→ **Problem requirements**
Your response should be every line from the entries that includes the string "below".

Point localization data
Segment Open

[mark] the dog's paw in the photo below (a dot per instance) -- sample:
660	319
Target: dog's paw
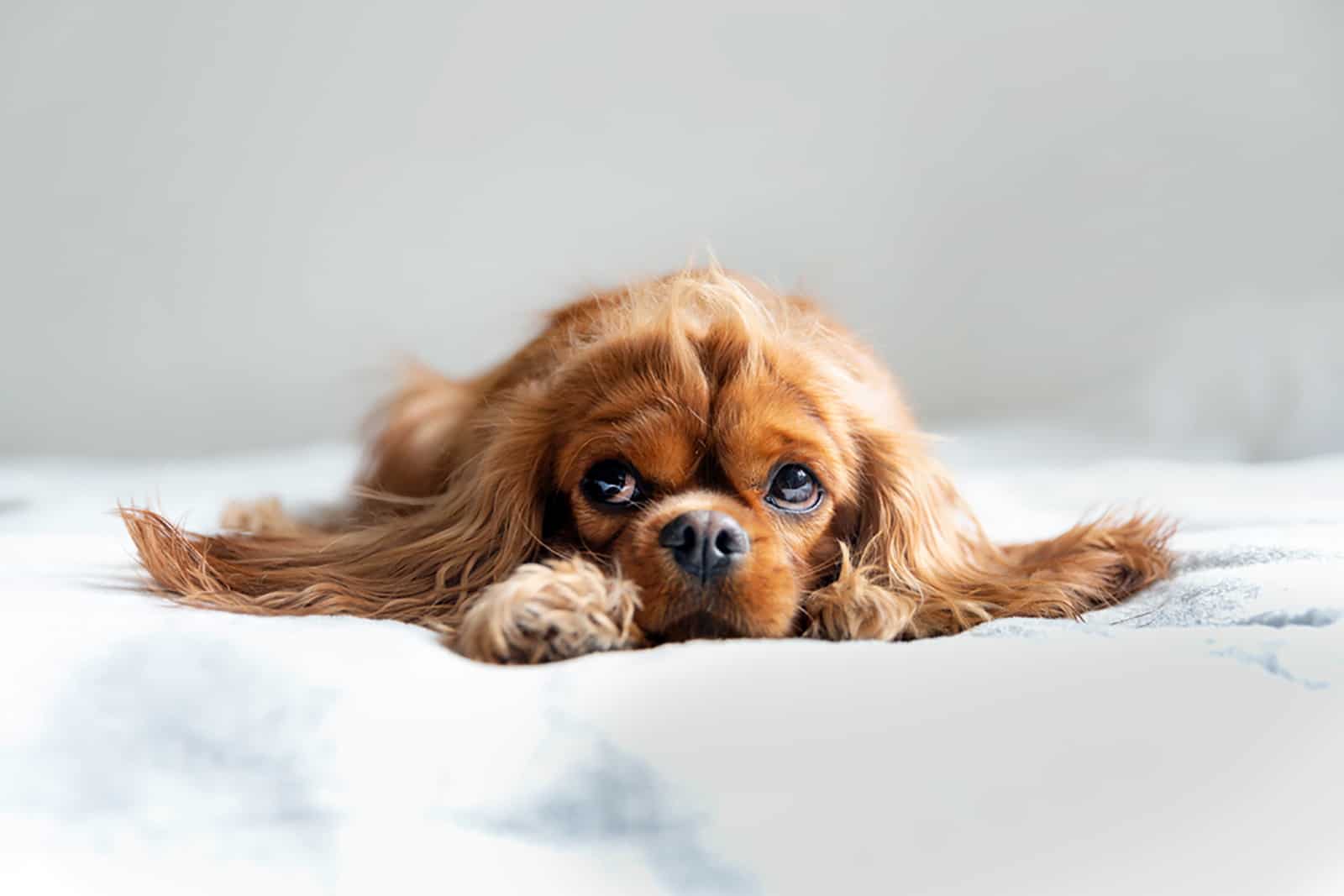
851	609
548	611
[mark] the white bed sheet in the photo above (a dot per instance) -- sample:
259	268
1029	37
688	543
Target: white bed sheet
1187	741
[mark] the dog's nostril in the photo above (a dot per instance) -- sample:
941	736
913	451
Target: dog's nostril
730	542
705	543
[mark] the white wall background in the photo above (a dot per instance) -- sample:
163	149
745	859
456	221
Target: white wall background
221	221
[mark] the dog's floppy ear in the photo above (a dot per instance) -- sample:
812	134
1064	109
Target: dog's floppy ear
921	560
413	566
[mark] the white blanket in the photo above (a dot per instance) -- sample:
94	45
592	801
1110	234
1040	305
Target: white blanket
1187	741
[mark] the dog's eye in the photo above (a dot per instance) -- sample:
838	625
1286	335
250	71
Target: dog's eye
793	490
612	483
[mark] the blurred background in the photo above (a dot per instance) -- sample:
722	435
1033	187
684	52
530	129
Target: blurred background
222	222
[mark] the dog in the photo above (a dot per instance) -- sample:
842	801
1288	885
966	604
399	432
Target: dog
690	457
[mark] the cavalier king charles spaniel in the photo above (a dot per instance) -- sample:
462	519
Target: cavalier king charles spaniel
691	457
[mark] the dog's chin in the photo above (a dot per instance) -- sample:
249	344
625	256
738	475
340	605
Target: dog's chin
701	625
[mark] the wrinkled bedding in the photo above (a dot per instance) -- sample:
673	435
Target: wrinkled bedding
1189	741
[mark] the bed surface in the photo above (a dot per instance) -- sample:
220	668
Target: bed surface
1189	741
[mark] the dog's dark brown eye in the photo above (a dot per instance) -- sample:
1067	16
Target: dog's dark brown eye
612	484
795	490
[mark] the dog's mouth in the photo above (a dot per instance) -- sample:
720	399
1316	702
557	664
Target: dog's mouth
701	625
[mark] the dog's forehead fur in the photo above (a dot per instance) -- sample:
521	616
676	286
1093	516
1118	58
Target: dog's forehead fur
701	372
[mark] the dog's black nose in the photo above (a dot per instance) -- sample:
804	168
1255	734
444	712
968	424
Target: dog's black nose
705	543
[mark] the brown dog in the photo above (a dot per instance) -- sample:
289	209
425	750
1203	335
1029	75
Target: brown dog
691	457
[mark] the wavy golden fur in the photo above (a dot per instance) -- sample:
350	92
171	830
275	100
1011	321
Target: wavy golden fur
492	508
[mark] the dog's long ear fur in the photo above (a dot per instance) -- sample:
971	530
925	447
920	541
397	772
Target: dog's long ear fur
922	558
414	564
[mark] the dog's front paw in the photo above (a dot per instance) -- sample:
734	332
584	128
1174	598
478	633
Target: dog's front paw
851	609
548	611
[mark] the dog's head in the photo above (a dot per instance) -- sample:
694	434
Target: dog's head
701	436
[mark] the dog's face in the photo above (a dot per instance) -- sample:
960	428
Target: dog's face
714	481
705	450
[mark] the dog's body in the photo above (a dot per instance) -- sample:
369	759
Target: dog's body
690	457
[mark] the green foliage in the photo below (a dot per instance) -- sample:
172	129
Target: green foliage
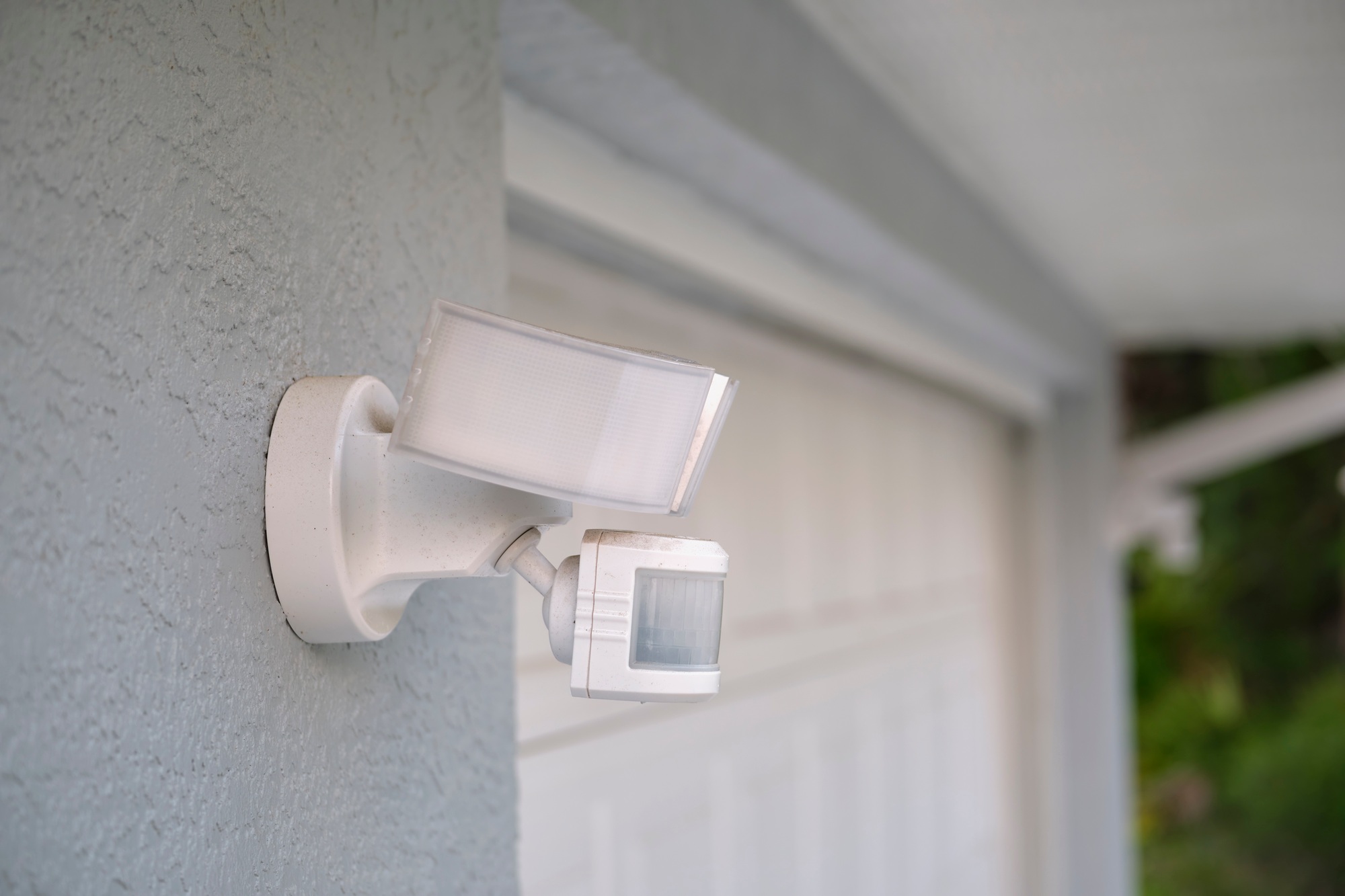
1289	782
1239	693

Segment Closed

→ **Output for this exercise**
[mark] the dog's paw in the photo below (a dot per instance) -- sample:
[mark] the green foliage in the photo below (a dot per instance) -- sample:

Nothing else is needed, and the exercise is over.